Material for this task
—————

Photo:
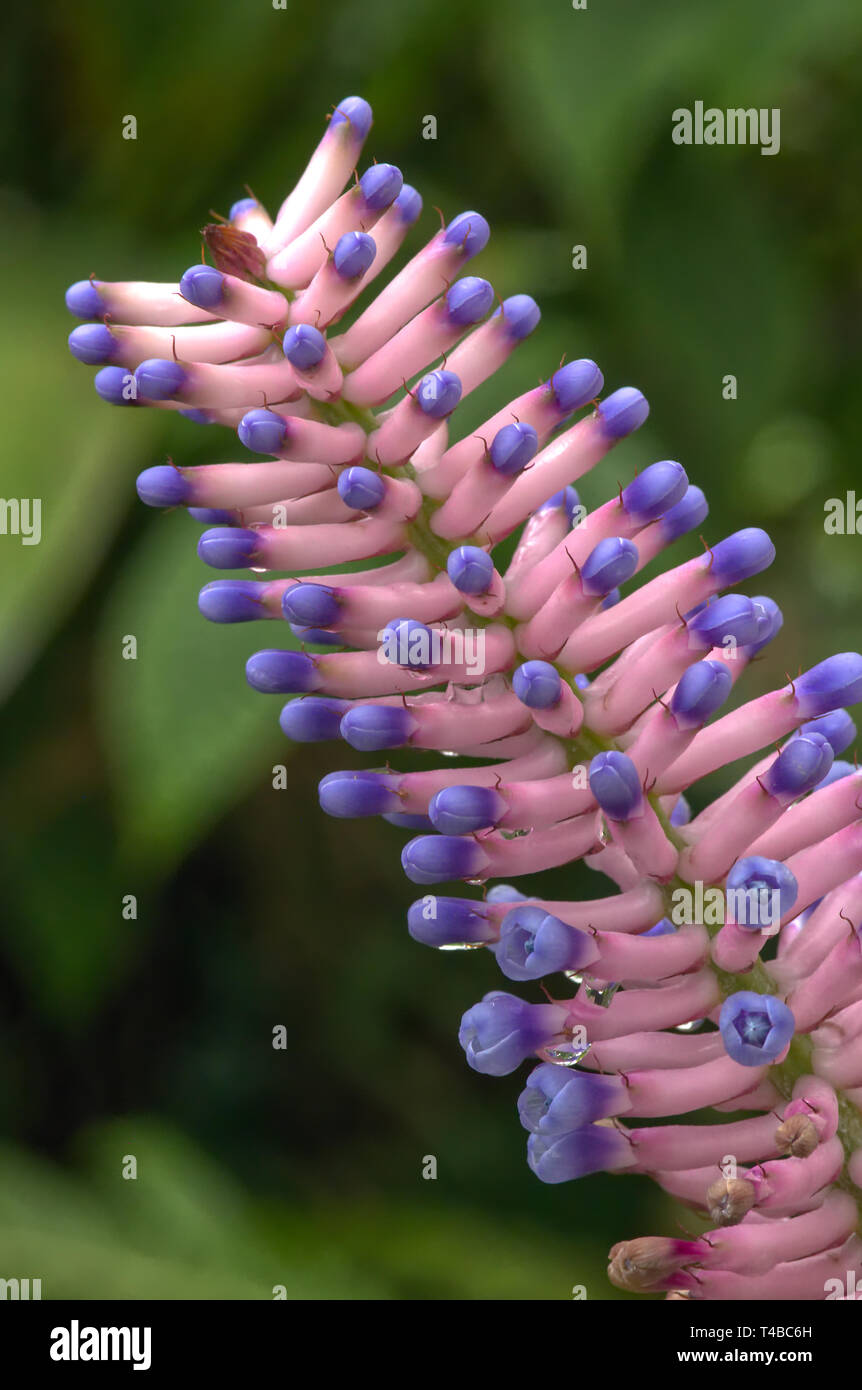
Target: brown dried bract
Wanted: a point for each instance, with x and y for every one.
(797, 1136)
(234, 252)
(729, 1200)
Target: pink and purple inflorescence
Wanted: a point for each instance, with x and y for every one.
(725, 969)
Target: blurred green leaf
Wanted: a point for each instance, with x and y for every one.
(61, 446)
(184, 733)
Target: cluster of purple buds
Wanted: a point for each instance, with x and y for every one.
(725, 969)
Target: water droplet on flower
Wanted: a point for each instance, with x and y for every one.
(601, 994)
(566, 1055)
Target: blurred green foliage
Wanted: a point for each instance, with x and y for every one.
(153, 777)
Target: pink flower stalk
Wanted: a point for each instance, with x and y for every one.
(726, 968)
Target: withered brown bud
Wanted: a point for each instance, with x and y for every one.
(729, 1198)
(797, 1136)
(234, 252)
(644, 1264)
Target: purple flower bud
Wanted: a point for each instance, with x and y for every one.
(360, 488)
(310, 605)
(409, 205)
(686, 516)
(92, 344)
(312, 719)
(469, 300)
(157, 378)
(116, 385)
(769, 623)
(449, 922)
(470, 569)
(800, 766)
(832, 683)
(537, 684)
(408, 642)
(612, 562)
(440, 858)
(470, 232)
(380, 185)
(456, 811)
(305, 346)
(352, 794)
(558, 1101)
(263, 431)
(512, 448)
(836, 726)
(759, 891)
(277, 672)
(583, 1151)
(438, 394)
(655, 491)
(662, 929)
(741, 555)
(231, 601)
(755, 1027)
(353, 255)
(203, 285)
(730, 616)
(520, 316)
(701, 690)
(616, 784)
(502, 1030)
(576, 384)
(370, 727)
(228, 548)
(534, 943)
(836, 773)
(84, 300)
(355, 110)
(161, 487)
(623, 412)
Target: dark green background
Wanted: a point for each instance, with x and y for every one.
(153, 777)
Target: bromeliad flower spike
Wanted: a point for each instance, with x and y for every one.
(587, 705)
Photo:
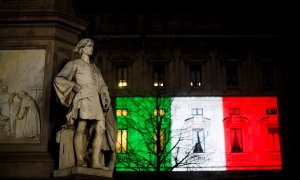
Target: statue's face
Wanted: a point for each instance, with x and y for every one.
(88, 49)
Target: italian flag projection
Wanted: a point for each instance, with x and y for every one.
(210, 133)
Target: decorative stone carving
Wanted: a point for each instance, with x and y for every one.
(21, 95)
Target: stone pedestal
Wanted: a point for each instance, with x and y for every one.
(83, 172)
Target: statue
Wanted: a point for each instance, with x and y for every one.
(80, 86)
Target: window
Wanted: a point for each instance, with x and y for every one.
(121, 146)
(197, 111)
(122, 76)
(236, 140)
(268, 75)
(231, 75)
(198, 140)
(273, 139)
(160, 113)
(195, 76)
(122, 112)
(271, 111)
(162, 140)
(158, 75)
(234, 111)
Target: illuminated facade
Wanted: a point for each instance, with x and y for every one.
(206, 133)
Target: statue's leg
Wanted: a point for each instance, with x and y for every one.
(80, 141)
(97, 144)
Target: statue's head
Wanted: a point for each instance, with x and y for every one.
(82, 43)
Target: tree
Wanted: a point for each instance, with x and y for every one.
(147, 142)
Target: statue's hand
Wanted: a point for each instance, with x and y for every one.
(76, 87)
(70, 122)
(105, 107)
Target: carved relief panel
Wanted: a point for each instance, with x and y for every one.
(21, 95)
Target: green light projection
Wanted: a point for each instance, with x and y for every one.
(144, 125)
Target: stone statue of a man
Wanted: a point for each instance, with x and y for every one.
(80, 86)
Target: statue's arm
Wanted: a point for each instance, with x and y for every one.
(64, 85)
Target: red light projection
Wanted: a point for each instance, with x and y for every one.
(251, 133)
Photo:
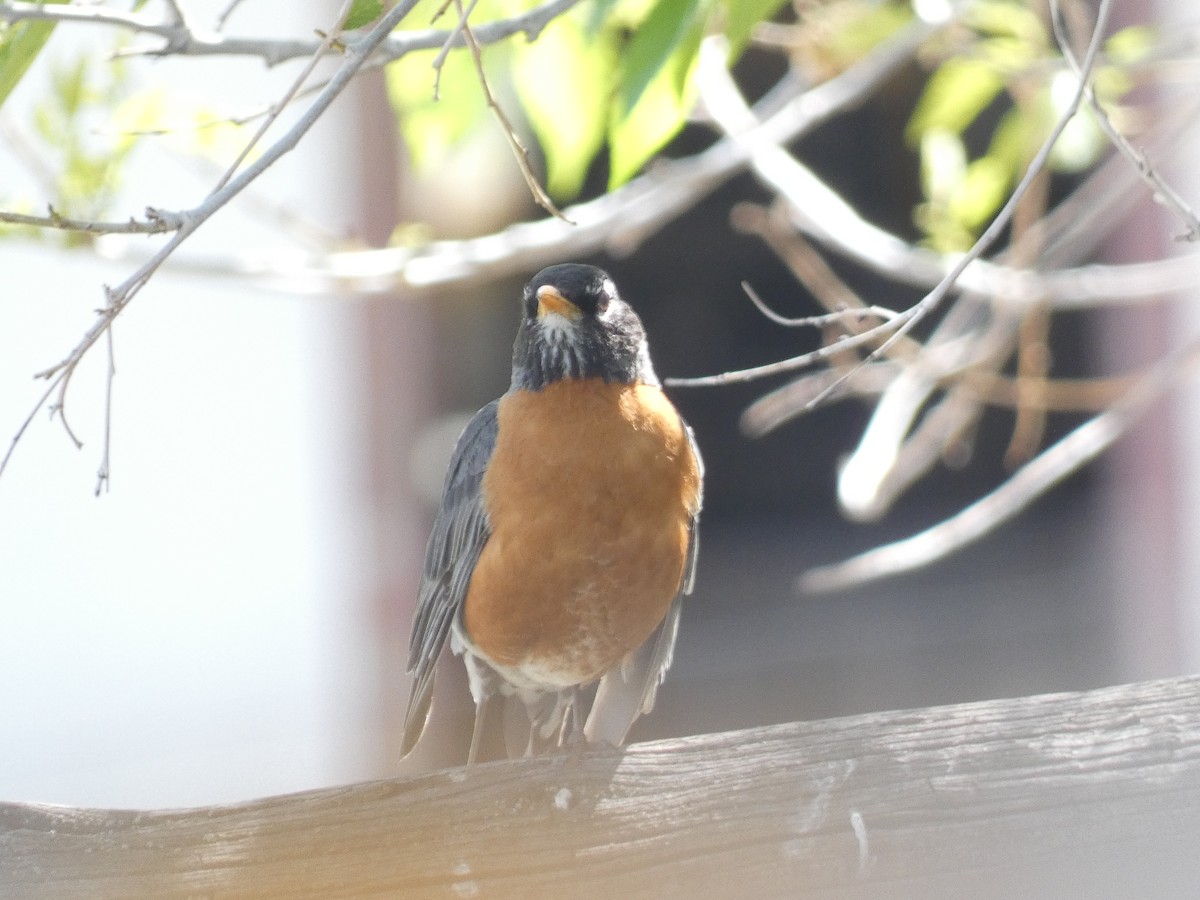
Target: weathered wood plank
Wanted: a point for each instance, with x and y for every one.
(1089, 795)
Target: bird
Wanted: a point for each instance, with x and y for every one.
(567, 534)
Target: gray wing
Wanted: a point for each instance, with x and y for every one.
(460, 532)
(628, 691)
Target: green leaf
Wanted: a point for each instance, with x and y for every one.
(1007, 18)
(654, 43)
(19, 46)
(563, 81)
(741, 17)
(984, 187)
(363, 12)
(433, 126)
(661, 111)
(955, 94)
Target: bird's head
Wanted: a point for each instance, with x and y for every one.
(576, 325)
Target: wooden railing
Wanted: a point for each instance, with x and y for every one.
(1091, 795)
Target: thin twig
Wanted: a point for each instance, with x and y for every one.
(856, 315)
(327, 43)
(519, 150)
(120, 297)
(103, 474)
(1027, 484)
(155, 222)
(184, 41)
(1162, 191)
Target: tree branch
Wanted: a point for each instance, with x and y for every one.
(183, 40)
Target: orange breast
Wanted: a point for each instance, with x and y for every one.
(589, 491)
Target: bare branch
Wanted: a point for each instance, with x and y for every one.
(185, 41)
(155, 222)
(120, 297)
(1029, 483)
(520, 153)
(1162, 192)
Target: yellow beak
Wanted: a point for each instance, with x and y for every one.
(551, 301)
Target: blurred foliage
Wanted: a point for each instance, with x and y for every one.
(1001, 83)
(84, 130)
(610, 75)
(19, 45)
(610, 83)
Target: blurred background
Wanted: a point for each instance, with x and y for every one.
(231, 619)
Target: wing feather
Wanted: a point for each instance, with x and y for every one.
(460, 532)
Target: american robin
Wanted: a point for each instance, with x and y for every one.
(567, 534)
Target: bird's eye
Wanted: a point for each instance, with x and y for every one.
(607, 291)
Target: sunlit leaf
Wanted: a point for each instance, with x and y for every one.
(564, 81)
(1007, 17)
(19, 46)
(1131, 45)
(864, 28)
(433, 125)
(658, 117)
(955, 94)
(741, 17)
(363, 12)
(653, 46)
(982, 192)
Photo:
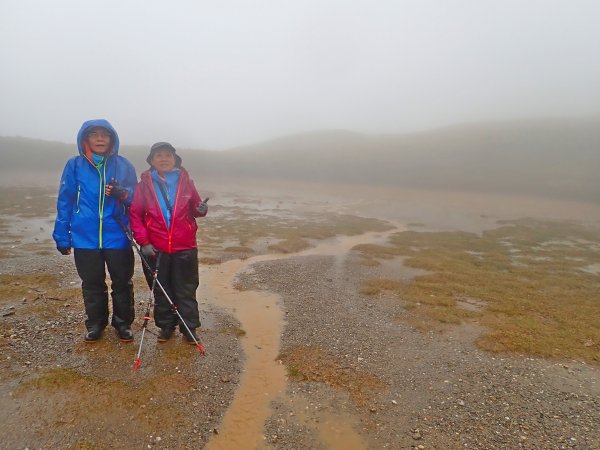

—————

Short exercise
Copy out every row again with "Target" swapped for "Object" and no other changes. Omit the pictures.

Answer to the problem
Photo:
Object: brown dried bract
Wanted: a point for each instance, with x and y for every one.
(797, 1136)
(234, 252)
(729, 1200)
Object: pink and purple inflorescence
Wanted: a point for each instance, with x and y for every one.
(725, 969)
Object: blurred green leaf
Wanted: a point for each instance, with x and y for every one.
(61, 446)
(184, 733)
Object: cluster of purple buds
Wanted: a point for each instance, with x and y for every one.
(725, 969)
Object: water droplet on flower
Wanted: a point for each instance, with x and y for every one.
(601, 994)
(566, 1055)
Object: blurred green foliage
Wanted: a point for each instance, with x and y for every one.
(153, 777)
Object: pink flower stalk
Wanted: a point for each instance, with x and y for every one.
(726, 968)
Object: withered brown bud
Wanted: a point for each instance, with x and y for every one.
(729, 1198)
(797, 1136)
(234, 252)
(644, 1264)
Object: purple flower bud
Wanted: a point for each instance, with x and y for every one.
(360, 488)
(310, 605)
(409, 205)
(686, 516)
(92, 344)
(312, 719)
(469, 300)
(157, 378)
(116, 385)
(769, 623)
(449, 922)
(470, 569)
(800, 766)
(832, 683)
(537, 684)
(408, 642)
(612, 562)
(440, 858)
(470, 232)
(380, 185)
(456, 811)
(305, 346)
(352, 794)
(558, 1101)
(263, 431)
(512, 448)
(836, 726)
(759, 891)
(277, 672)
(583, 1151)
(438, 394)
(655, 491)
(662, 929)
(741, 555)
(231, 601)
(755, 1027)
(353, 255)
(203, 285)
(730, 616)
(520, 316)
(701, 690)
(616, 784)
(502, 1030)
(576, 384)
(370, 727)
(228, 548)
(534, 943)
(836, 773)
(84, 300)
(355, 110)
(161, 487)
(623, 412)
Object: dark green background
Wanted: a point for each instance, with x and y for every one.
(153, 777)
Object: bromeliad flower spike
Wanted: a point for each instance, with x and y for every one.
(587, 705)
Photo:
Object: statue's face
Wanted: a point for each instance, with x and y for every one.
(88, 49)
Object: italian flag projection
Wanted: a point for each instance, with x and y for every one.
(210, 133)
Object: decorative stone carving
Wanted: a point for each instance, with x and y for every one.
(21, 95)
Object: stone pedestal
Wanted: a point for each instance, with x and y for every one.
(83, 172)
Object: statue
Wanted: a point for each instance, with x and y for every one.
(80, 86)
Object: window
Wanted: a point for each instance, with x and y for every one.
(121, 146)
(197, 111)
(122, 76)
(236, 140)
(268, 75)
(231, 75)
(198, 140)
(273, 139)
(160, 113)
(195, 76)
(122, 112)
(271, 111)
(162, 140)
(158, 75)
(234, 111)
Object: illuminated facade
Wanted: a point for each instance, with x and y for every one.
(206, 133)
Object: statue's leg
Wanted: a point for each instance, with x and y for every one.
(80, 141)
(97, 144)
Object: statue's head
Wanted: a point for each instance, with x and y for every one.
(82, 43)
Object: tree
Wanted: a point for each instance, with x and y for every one.
(147, 142)
Object: statue's hand
Wanted: a point for each instance, with x and y for every one.
(76, 87)
(70, 122)
(105, 107)
Object: carved relief panel
Wanted: a point for each instance, with x and y for every one.
(21, 95)
Object: green light projection
Wanted: a point for each instance, with x and y for every one.
(144, 125)
Object: stone statue of a man
Wanted: a point for each instance, with x and y for every one.
(80, 86)
Object: statue's arm
Wanted: a point for each instance, with x and y for every one.
(64, 85)
Object: red light projection
Wanted: a point for each instance, with x and y for every one.
(251, 133)
Photo:
Object: weathered wood plank
Wanted: a point for each instance, with x and y for every one.
(1089, 795)
Object: bird
Wanted: a point for each instance, with x and y for every one.
(567, 534)
Object: gray wing
Wanted: a point for each instance, with x and y for every one.
(460, 532)
(628, 691)
Object: green leaf
Wanted: a point for each instance, with x and y for every one.
(1007, 18)
(654, 43)
(19, 46)
(563, 81)
(741, 17)
(984, 187)
(363, 12)
(433, 126)
(661, 111)
(955, 94)
Object: bird's head
Wanted: a point for each instance, with x and y for every one.
(576, 325)
Object: wooden railing
Wanted: a point for each instance, with x and y for every one.
(1091, 795)
Object: thin twig
Wanted: a point for each instance, with x and y for every one.
(856, 315)
(327, 43)
(519, 150)
(120, 297)
(103, 474)
(1027, 484)
(155, 222)
(184, 41)
(1162, 191)
Object: tree branch
Wanted: a point for each instance, with x and y for every one.
(183, 40)
Object: orange breast
Wanted: a point for each instance, with x and y for every one.
(589, 491)
Object: bare branch
Wanted: a point for each instance, with x and y for every one.
(185, 41)
(155, 222)
(120, 297)
(1029, 483)
(520, 153)
(1162, 192)
Object: yellow beak
Wanted: a point for each instance, with x and y for every one.
(551, 301)
Object: blurred foliage
Wanted: a point for each instance, with x and y for every one.
(1001, 83)
(84, 130)
(610, 75)
(19, 45)
(610, 83)
Object: blurred background
Wanted: a point for each instance, with x and y for every one.
(231, 619)
Object: wing feather
Wanted: a point for each instance, with x and y for every one.
(460, 532)
Object: american robin
Wanted: a point for each instance, with x and y for every one.
(567, 534)
Object: bird's eye
Wanted: a point for each instance, with x and y for every one.
(607, 291)
Object: sunlit leaf
Wanted: a point for each instance, with x and y for every one.
(564, 81)
(1007, 17)
(19, 46)
(1131, 45)
(864, 28)
(433, 125)
(658, 117)
(955, 94)
(741, 17)
(363, 12)
(653, 46)
(982, 192)
Photo:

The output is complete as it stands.